## [PAGE TEXT]
********
Question

Standard Normal areas Find the proportion of observations in a standard Normal distribution that satisfies each of the following statements.

a. $z>-1.66$

b.$-1.66<z<2.85$

Short answer

Part (a) Around $0.9515$of the observations in a standard Normal distribution satisfy the statement.

Part (b) Around $0.9493$ of the observations in a standard Normal distribution satisfy the statement.

Step-by-step solution

Part (a) Step 1: Given information

$z>-1.66$

Part (a) Step 2: Concept

The formula used: Use the complement rule$P(notA)=1-P\left(A\right)$

Part (a) Step 3: Calculation

To find the equivalent probability, use the normal probability table in the appendix.
********
## [ENTRIES]

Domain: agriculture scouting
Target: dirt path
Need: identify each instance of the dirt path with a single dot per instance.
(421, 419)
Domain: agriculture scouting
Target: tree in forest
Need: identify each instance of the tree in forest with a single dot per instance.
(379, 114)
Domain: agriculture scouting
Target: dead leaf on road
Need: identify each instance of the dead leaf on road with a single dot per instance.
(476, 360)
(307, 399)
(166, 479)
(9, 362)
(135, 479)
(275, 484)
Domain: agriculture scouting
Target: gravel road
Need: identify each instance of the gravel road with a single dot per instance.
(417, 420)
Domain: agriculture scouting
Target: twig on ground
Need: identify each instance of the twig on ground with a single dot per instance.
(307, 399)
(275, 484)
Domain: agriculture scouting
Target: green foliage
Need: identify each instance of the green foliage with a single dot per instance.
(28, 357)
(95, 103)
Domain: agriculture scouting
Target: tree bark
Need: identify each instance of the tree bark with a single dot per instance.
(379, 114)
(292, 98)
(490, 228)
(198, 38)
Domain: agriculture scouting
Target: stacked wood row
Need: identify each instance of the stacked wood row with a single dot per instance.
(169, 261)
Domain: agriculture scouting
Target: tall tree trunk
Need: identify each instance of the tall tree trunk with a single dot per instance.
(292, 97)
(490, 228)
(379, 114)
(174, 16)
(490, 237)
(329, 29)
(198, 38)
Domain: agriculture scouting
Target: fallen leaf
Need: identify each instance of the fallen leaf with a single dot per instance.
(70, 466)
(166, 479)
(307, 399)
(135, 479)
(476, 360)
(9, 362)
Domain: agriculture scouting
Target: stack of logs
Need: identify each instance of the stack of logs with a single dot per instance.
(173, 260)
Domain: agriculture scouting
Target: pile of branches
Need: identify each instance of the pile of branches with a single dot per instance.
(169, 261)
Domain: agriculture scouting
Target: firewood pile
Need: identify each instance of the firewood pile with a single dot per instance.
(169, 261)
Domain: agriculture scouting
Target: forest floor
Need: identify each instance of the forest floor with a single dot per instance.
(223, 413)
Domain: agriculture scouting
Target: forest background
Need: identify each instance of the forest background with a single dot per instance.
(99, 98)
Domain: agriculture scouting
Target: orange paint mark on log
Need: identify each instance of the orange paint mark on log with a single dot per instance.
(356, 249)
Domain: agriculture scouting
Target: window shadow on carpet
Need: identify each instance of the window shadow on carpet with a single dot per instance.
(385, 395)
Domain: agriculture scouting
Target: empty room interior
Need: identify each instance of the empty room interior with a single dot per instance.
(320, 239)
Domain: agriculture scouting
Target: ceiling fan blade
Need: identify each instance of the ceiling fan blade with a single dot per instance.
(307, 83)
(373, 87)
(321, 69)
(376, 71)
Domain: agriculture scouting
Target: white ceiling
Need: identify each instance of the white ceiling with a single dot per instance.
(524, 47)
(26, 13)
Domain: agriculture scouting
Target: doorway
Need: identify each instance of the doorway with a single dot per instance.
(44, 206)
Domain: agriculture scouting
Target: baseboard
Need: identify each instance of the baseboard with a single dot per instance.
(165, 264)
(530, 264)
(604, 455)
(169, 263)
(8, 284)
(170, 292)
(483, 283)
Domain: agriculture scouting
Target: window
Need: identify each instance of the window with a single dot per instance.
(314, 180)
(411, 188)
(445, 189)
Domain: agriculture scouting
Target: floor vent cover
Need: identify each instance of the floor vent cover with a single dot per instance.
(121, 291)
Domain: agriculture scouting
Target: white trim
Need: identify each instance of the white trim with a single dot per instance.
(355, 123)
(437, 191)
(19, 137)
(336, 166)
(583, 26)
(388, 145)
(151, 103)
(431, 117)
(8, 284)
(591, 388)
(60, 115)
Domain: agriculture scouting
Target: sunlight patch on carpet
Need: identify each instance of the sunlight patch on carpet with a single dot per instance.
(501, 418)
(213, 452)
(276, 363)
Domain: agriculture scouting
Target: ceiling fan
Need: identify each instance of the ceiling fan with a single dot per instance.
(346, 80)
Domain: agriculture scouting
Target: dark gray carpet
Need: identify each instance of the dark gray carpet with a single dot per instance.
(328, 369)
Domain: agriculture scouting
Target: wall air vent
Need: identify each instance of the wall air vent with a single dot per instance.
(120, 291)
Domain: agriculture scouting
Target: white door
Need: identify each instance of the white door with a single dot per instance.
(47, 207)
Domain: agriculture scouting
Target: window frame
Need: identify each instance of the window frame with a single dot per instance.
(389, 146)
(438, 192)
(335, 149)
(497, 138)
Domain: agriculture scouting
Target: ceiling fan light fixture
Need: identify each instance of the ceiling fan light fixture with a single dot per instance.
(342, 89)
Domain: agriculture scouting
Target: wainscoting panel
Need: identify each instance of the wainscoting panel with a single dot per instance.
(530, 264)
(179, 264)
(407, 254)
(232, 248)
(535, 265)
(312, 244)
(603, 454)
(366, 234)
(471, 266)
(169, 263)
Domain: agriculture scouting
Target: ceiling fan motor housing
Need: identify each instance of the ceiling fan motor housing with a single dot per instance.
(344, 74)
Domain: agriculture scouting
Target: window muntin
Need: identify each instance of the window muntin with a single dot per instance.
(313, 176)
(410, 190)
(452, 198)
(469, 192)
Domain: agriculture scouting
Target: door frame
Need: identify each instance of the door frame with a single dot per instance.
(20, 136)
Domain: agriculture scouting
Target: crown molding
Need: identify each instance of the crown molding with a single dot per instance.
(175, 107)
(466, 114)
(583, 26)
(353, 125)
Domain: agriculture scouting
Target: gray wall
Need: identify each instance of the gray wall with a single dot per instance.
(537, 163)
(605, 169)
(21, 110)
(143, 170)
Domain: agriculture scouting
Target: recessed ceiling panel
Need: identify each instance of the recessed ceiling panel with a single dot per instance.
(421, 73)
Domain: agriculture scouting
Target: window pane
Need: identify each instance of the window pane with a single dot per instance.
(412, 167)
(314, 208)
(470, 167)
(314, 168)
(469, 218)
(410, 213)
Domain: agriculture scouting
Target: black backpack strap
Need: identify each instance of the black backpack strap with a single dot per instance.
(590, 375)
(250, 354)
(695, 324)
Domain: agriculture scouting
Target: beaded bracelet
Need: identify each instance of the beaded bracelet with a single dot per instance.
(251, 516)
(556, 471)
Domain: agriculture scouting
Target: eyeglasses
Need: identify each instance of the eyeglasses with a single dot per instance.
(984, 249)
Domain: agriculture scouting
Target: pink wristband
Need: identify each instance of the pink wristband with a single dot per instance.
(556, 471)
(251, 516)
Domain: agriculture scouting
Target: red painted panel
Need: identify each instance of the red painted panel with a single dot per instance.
********
## [WHAT YOU NEED TO DO]
**A)** Translate this sentence from the standard Normal solution into Spanish: "To find the equivalent probability, use the normal probability table in the appendix."
**B)** In the standard Normal solution, why does Part (a) Step 3 call for the normal probability table in the appendix? Explain in one to three sentences.
**C)** Which rule does the standard Normal solution name as the formula used in Part (a) Step 2?
The records have no role in any of these tasks.

## [EXPECTED RESULTS]
**A)** Para hallar la probabilidad equivalente, utilice la tabla de probabilidades normales del apéndice.

**B)** The table is used to find the equivalent probability. That probability is what the calculation step needs for the statement z > −1.66.

**C)** The complement rule, P(not A) = 1 − P(A).